> **PROBLEM DETAILS**: Would you retype, word for word, the line with "of the power" and every line after it through the end of the records below?

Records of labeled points

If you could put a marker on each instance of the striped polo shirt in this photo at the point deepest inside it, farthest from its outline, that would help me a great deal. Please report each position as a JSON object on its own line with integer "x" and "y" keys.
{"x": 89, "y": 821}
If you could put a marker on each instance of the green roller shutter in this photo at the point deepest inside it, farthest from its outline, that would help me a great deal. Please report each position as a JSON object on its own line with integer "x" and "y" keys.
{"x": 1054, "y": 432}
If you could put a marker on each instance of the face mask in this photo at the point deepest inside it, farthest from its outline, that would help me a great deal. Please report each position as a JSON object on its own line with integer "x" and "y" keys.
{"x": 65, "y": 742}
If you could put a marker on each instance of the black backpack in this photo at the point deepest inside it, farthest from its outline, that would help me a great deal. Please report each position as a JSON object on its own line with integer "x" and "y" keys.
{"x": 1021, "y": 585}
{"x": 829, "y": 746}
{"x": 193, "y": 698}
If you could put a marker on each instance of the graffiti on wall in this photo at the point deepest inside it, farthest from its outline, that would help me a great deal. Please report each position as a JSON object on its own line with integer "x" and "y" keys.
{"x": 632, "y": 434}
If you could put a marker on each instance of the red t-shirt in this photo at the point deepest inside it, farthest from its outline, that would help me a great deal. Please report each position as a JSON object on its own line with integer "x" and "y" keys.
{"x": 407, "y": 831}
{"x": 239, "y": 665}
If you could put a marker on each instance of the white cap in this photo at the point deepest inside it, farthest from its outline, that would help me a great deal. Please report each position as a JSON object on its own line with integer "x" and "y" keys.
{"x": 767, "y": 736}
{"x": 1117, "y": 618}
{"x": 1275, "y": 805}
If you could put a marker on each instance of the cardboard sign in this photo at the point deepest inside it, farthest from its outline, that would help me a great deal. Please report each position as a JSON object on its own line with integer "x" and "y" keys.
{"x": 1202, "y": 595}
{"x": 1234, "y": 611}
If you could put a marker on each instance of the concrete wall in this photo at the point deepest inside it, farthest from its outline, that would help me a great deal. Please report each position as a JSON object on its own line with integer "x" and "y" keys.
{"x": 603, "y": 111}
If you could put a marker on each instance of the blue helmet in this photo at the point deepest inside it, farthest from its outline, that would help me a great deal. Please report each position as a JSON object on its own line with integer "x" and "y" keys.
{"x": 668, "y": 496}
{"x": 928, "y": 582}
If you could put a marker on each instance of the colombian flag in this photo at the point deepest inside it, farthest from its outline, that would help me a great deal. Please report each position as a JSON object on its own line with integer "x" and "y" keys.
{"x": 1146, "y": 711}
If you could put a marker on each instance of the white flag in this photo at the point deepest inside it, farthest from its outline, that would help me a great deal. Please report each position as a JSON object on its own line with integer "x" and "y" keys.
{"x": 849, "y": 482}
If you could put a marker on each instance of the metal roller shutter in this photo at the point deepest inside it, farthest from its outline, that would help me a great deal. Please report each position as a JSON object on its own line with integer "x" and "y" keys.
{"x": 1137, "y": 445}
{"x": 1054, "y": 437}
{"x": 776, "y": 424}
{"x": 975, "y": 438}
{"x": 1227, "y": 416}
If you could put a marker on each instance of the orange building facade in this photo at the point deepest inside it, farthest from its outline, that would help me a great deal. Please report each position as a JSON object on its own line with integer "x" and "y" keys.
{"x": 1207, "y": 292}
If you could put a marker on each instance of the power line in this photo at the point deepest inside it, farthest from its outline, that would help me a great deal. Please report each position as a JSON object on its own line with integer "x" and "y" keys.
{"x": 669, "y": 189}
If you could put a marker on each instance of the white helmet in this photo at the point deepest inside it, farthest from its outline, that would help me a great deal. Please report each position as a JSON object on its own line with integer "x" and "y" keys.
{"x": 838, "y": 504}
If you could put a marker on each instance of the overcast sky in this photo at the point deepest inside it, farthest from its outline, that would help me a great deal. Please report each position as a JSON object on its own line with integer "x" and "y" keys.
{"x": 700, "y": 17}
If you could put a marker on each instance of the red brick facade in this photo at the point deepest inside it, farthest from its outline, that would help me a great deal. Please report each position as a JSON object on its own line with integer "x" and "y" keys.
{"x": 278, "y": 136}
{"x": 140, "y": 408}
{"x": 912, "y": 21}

> **CORRECT RESPONSE**:
If you could put a marker on each instance of the power line in this photo at the point deepest inside it, farthest from its outline, that would help me a great deal. Please report each position as a JSON object on its own line with integer "x" and "y" keys.
{"x": 669, "y": 189}
If you could put a marker on each instance of the white helmet in this photo at the point deepest inside it, farthest from its outline, that would help me a great deal. Please report each position as a JSON object on its own line with integer "x" and "y" keys.
{"x": 838, "y": 504}
If you could put a marker on each instance of the overcast sky in this photo at the point deepest inside it, farthest from its outline, that would help me a great deal. Please report each position as a JSON object on its own line with integer "x" and "y" keys.
{"x": 700, "y": 17}
If you could put a marker on each instance of the red brick facade in this photo at the point deepest inside it, farthest from its outline, that would help me a great deal. Please report each position as a JSON object on its own line with integer "x" and "y" keys.
{"x": 278, "y": 136}
{"x": 140, "y": 408}
{"x": 912, "y": 21}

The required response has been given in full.